DATA SECTION
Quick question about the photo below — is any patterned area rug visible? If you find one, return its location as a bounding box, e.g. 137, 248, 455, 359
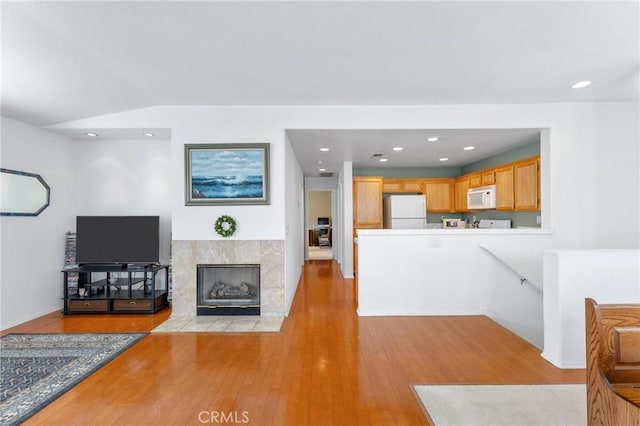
414, 384, 587, 426
0, 333, 146, 425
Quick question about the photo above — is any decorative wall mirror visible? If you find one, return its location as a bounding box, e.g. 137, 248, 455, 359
0, 168, 51, 216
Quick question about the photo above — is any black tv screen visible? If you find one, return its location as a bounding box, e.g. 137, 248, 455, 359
76, 216, 160, 265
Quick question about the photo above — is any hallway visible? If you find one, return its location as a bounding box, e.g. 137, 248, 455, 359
9, 260, 584, 426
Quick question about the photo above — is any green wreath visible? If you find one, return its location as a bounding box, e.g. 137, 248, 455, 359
215, 215, 236, 238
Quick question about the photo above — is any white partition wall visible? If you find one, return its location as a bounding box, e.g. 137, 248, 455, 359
542, 249, 640, 368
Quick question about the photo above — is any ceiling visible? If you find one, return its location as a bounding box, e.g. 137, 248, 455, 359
0, 0, 640, 174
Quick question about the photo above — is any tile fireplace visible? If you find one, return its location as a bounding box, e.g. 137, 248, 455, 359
171, 240, 285, 320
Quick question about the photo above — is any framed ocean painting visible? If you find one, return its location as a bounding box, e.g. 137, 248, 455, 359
184, 143, 269, 206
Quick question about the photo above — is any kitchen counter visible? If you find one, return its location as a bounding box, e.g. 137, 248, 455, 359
356, 228, 554, 236
356, 228, 556, 348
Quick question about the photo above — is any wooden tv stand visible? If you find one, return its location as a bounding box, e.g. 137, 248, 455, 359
62, 265, 169, 315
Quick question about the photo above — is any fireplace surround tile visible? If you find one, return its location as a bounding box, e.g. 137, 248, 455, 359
171, 240, 285, 318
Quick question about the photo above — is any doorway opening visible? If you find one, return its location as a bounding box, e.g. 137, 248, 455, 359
307, 190, 333, 259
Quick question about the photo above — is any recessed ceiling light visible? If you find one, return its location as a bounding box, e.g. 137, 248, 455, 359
571, 80, 591, 89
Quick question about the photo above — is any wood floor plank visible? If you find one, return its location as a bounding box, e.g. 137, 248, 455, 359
3, 260, 585, 426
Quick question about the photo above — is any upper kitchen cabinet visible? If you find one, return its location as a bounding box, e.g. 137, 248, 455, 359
482, 170, 496, 186
469, 173, 482, 188
382, 178, 424, 194
456, 175, 469, 212
495, 165, 514, 210
424, 178, 456, 213
513, 156, 540, 210
353, 176, 382, 232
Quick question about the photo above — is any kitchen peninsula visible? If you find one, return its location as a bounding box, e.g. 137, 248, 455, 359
356, 229, 553, 346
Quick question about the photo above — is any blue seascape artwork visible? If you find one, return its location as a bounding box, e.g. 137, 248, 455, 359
191, 149, 264, 199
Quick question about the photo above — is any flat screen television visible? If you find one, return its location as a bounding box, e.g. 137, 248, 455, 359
76, 216, 160, 265
318, 217, 329, 226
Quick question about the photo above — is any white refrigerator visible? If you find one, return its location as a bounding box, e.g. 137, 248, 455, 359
384, 195, 427, 229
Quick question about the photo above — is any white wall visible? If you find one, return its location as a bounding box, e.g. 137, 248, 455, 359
542, 250, 640, 368
0, 117, 75, 330
284, 136, 305, 315
73, 139, 173, 263
46, 103, 640, 316
358, 229, 553, 348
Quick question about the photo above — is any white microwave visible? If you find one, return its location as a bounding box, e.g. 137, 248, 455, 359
467, 185, 496, 210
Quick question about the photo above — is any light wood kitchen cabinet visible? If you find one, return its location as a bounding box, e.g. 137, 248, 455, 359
513, 157, 540, 210
382, 178, 424, 194
424, 179, 456, 213
482, 170, 496, 186
469, 173, 482, 188
454, 176, 469, 212
495, 165, 514, 210
353, 176, 382, 233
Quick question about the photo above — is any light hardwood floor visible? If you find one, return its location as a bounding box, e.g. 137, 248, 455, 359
5, 260, 585, 426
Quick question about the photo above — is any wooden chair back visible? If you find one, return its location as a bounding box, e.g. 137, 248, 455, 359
585, 299, 640, 426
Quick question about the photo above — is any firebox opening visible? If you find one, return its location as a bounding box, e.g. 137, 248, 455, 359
197, 265, 260, 315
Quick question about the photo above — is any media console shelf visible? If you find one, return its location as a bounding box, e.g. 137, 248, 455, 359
62, 265, 169, 315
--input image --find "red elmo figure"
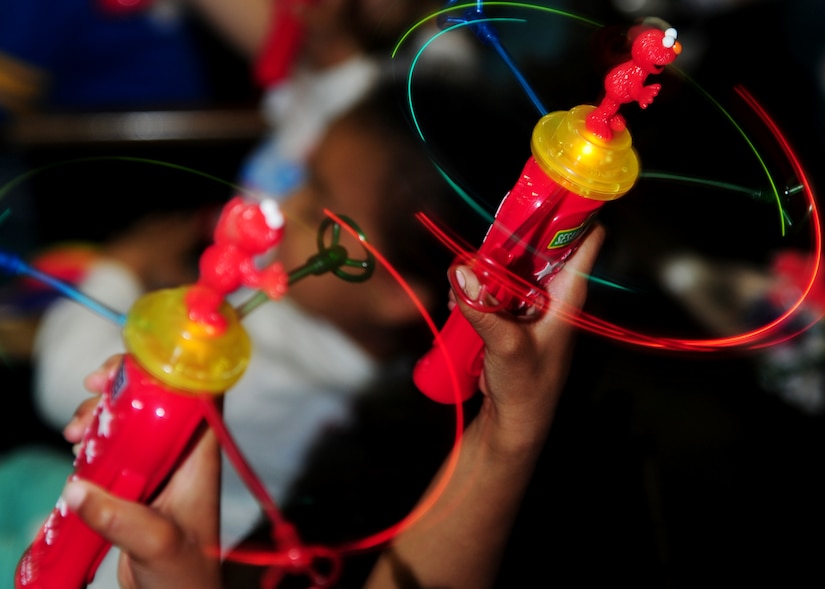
[586,29,682,141]
[186,196,288,331]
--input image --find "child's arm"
[56,229,602,589]
[186,0,274,61]
[367,229,603,589]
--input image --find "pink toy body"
[413,157,604,403]
[255,0,314,88]
[587,29,682,141]
[15,355,208,589]
[186,197,288,330]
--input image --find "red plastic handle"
[413,307,484,403]
[255,0,314,88]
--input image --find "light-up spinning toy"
[410,2,822,403]
[0,197,375,589]
[0,2,821,589]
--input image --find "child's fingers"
[83,354,123,394]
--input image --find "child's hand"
[58,355,220,589]
[456,227,604,445]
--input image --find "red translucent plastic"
[14,355,209,589]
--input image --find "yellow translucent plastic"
[531,104,639,200]
[123,287,252,393]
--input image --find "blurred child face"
[278,115,406,338]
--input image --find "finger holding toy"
[62,431,220,589]
[456,226,604,450]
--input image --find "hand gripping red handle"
[14,355,208,589]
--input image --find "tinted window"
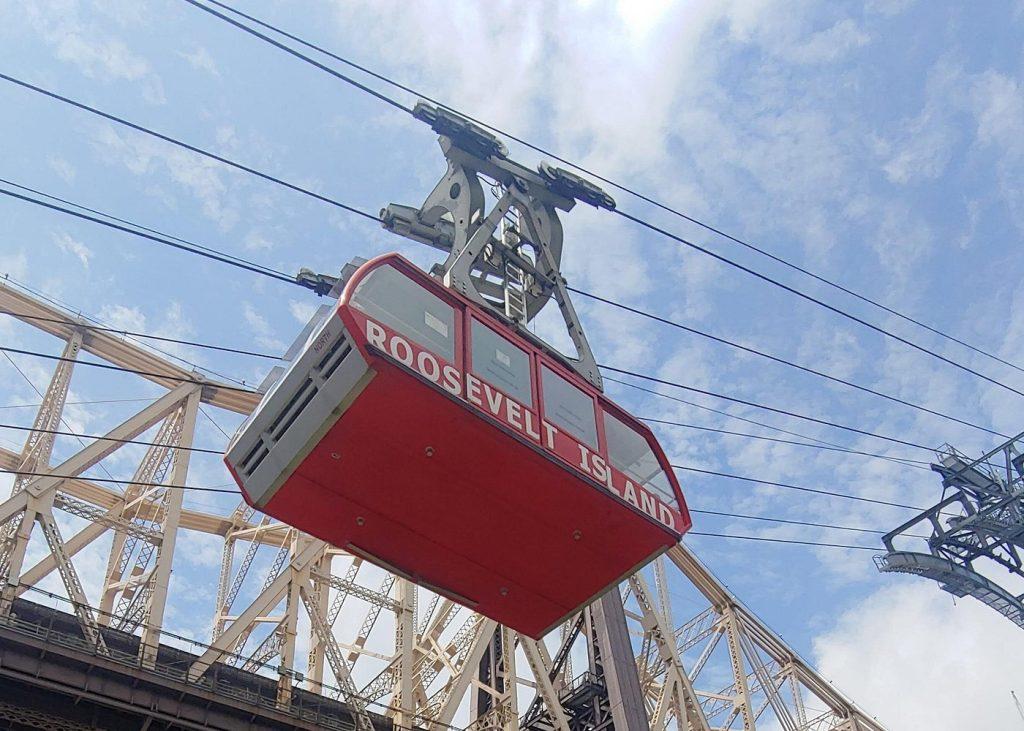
[602,409,676,505]
[351,266,454,362]
[542,368,597,449]
[471,319,534,407]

PROBLEM STATEMENT
Select every line of the listing that contains the word "wall", and copy each one.

WORKED SOLUTION
Quick question about the photo above — is any decorative wall mirror visible? If you find one, return its location as a bounding box, e.g. 137, 248, 455, 359
Quick question about the photo above — is any white partition wall visible? If you find one, return its location as a bounding box, e.g. 137, 248, 455, 359
Quick question about the photo above — is any white wall visible? If you find one, return its location as a bounding box, e.g. 137, 248, 455, 359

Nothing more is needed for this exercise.